BOOK REVIEW: We can still make “A Bright Future” with nuclear energy

I’m writing on a day when SeaTac had a high temperature 10 degrees hotter than the previous record.

Summer—our brief respite of full, sunny days and clear-crystal weather for which we endure our nigh-year purgatory of ever-drizzle and afternoon sunsets—is still not officially arrived at time of this writing.

Seattle Summer 2018
Seattle Summer 2018 | David A Johnson

We can hope this season will squeeze in some few nice days precious amid the ash-gray haze of Pacific Northwest forest fires that turns the high-sky sun into a cigarette’s cherry.

We’re told this is the new normal, but it could be worse. And it will be.

It is, I promise, worse than you think.”

--------------------------------------------------

*The request*: Reproduce word for word the passage of the book review between "I’m writing on" and "of this writing.", inclusive.

[Entries from a dataset]

--------------------------------------------------

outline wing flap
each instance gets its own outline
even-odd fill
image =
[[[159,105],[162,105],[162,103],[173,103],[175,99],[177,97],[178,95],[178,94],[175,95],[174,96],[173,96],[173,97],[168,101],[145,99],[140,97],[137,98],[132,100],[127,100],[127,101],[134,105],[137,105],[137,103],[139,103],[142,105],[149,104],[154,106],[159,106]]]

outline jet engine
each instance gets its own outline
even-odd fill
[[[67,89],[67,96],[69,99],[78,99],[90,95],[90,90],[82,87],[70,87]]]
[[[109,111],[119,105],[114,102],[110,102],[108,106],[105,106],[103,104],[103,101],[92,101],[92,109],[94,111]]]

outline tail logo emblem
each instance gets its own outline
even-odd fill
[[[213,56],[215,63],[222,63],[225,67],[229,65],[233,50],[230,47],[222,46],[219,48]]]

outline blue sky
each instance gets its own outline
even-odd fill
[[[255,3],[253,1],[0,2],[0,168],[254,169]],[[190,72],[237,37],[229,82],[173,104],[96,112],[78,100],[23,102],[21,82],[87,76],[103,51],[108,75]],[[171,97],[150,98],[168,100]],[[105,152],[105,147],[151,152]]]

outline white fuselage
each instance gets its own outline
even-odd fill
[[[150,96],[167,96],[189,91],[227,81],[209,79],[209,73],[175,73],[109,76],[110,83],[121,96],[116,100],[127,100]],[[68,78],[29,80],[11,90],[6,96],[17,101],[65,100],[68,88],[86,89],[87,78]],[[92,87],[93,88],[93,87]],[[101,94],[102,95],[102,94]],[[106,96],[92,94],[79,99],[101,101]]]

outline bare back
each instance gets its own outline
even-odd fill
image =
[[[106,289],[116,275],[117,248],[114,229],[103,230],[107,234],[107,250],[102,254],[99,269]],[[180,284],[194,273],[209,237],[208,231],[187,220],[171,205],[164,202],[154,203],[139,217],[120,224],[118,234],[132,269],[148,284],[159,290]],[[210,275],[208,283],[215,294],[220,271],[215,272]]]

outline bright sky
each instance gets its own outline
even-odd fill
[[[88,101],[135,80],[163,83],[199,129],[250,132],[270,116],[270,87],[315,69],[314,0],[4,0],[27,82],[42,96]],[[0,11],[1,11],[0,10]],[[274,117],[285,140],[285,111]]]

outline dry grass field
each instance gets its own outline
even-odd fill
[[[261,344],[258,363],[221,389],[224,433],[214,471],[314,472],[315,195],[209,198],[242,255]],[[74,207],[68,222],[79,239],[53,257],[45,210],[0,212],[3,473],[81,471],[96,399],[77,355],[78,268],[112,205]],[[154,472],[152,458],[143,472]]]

--------------------------------------------------

*Result of this task*:
I’m writing on a day when SeaTac had a high temperature 10 degrees hotter than the previous record.

Summer—our brief respite of full, sunny days and clear-crystal weather for which we endure our nigh-year purgatory of ever-drizzle and afternoon sunsets—is still not officially arrived at time of this writing.